▶ [What is needed] Recast the listing below as a Markdown table with the columns "No." and "Line," one row for each non-blank line, and omit the pictures.

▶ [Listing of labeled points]
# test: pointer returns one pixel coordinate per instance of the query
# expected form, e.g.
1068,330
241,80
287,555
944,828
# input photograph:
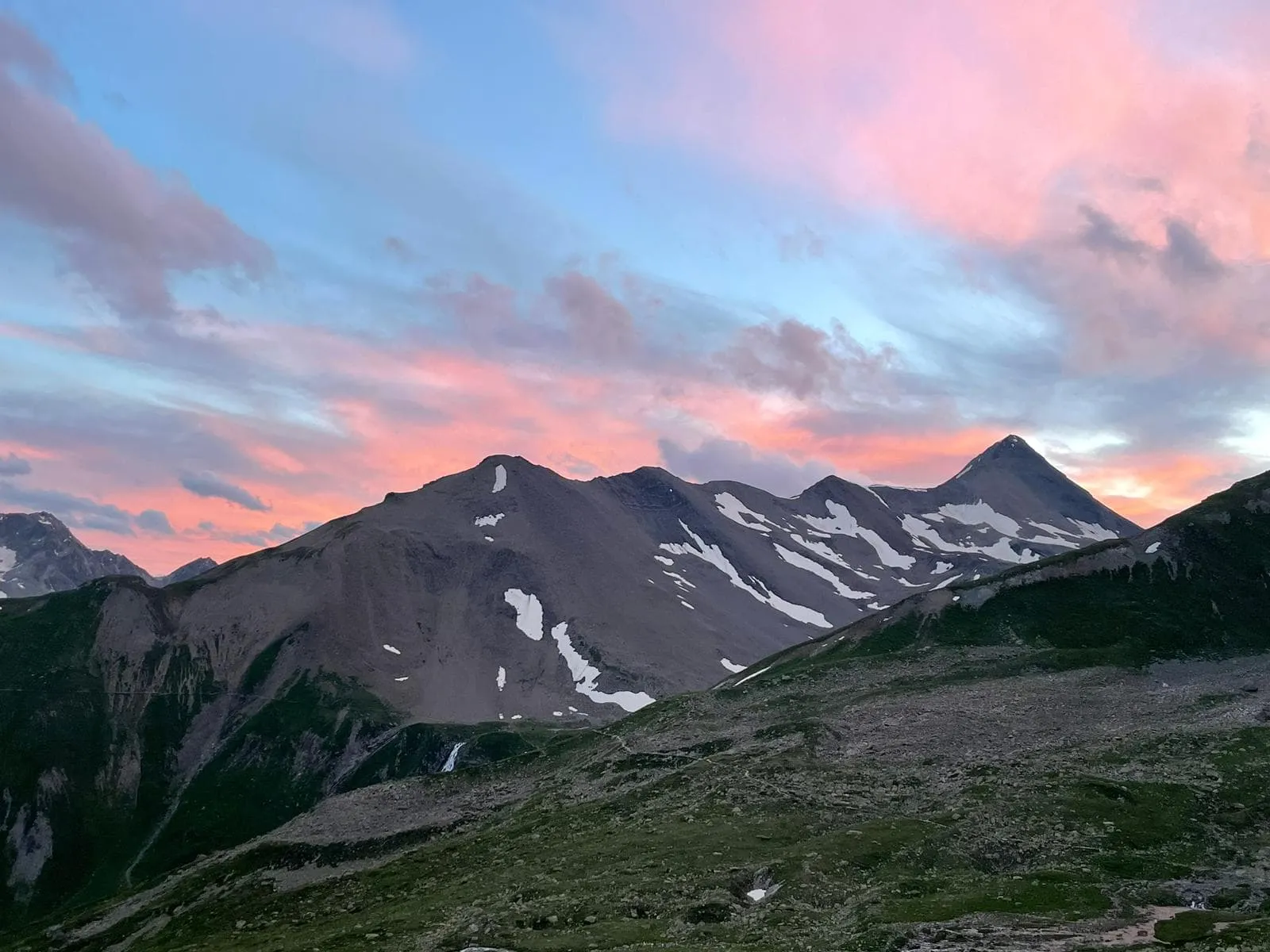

▶ [Right answer]
| No. | Line |
|---|---|
| 1 | # test: pointer returns one pixel coordinate per instance of the query |
| 2 | # expected form, e.g. |
| 3 | 1068,330 |
| 4 | 241,80 |
| 5 | 287,555 |
| 6 | 944,828 |
| 7 | # input photograph: |